> Work to complete:
(a) In the text on post-Covid office buildings, how many criteria is the Immune Building Standard based on?
(b) List each feature that the text on post-Covid office buildings says the workplace of the future should include.

Especially in capitals such as London, New York, Hong Kong or Tokyo, where commuting times are very long, office environments need to offer attractive experiences and events that can justify employees’ commuting to their workplace.

“I do think the future of the mega city in the developed world, is going to be brought into question in the coming years. I would be looking to have exposure to office markets in cities that are not regarded as being gateways, cities that are cheaper, which offer a better standard of living, a high quality of life, but also have got access to a growing talent pool, perhaps in proximity to some very well-regarded universities.”

Stronger immunity

Buildings will be much healthier environments in the future, and temperature screening, plus enhanced cleaning of offices are expected to be part of the ‘new normal’.

Just as we strengthen our immune system, so we should strengthen the immunity of our buildings by rethinking how they are designed, constructed, maintained and run, believes Liviu Tudor, founder and president of European property company Genesis Property, and president of European Property Federation. Leveraging a team of 20 experts from the health, technology, real estate, architectural and engineering sectors, Mr Tudor pioneered the Immune Building Standard, which certifies the immunity level of a building to a pandemic or similar threat, based on more than 100 criteria.

Safety measures, such as physical distancing and temperature checks at entrances, do not allow for firms to operate at pre-Covid staffing levels, observes Mr Tudor. Buildings will have to be re-engineered to newer post-Covid standards that implement structural and technological changes, including hospital grade air-filtration systems, AI technologies and facilities management. Among other features, the workplace of the future should include an immune quarantine room, an immune warehouse, immune stewards to implement and monitor measures and digital screens in reception to display immunity-boosting indicators.

Genesis property, which owns and manages office buildings for multinationals such as Société Générale and Siemens, has started testing these criteria within its own headquarters in Bucharest, with the plan of rolling them to other properties in Europe.

“This is a landlord job, if landlords want tenants and employees to come back to the office,” says Mr Tudor. “Right now, fear is the name of the game, and we have to fight that fear to show employees that their offices will be safer than their homes.”

In the same way a firefighting system is compulsory for any building, these types of standards will soon become mandatory by law, hopes Mr Tudor. “This investment will pay off in the long term. As landlords, you can show to your tenants that you have already invested into this kind of measures. It is a business opportunity for them to show they care.”

In the future, there will be more flexibility in the workplace, but companies cannot build a real corporate culture if people work remotely, he says. “Offices will not disappear. Being in an office is something more than working. It is about bonding, it is about communities and building a team, because a team is about creating energy.”

The pandemic has accelerated some workplace trends, already in place before the crisis. “The new game for offices is around creating experiences. We need to put a new soul into the offices, and find new ways of attracting and retaining talent.”

The office will have to be a “content factory,” supported by the latest technology, such as virtual reality and artificial intelligence. Every office should have a sort of conference centre, with daily events listed on the employees’ app. Firms will have to compete on developing a technology-driven culture to attract talent.

The office is especially important for developing younger generations, the digital natives, as technology makes them lonely. “The job of a company is to develop its people. And younger generations love new trends. The future of the office is about developing new trends and new content,” concludes Mr Tudor.

> Recorded information:
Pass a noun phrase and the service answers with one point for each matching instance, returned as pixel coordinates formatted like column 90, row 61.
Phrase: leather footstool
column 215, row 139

> Written responses:
(a) More than 100 criteria.

(b)
- An immune quarantine room
- An immune warehouse
- Immune stewards to implement and monitor measures
- Digital screens in reception to display immunity-boosting indicators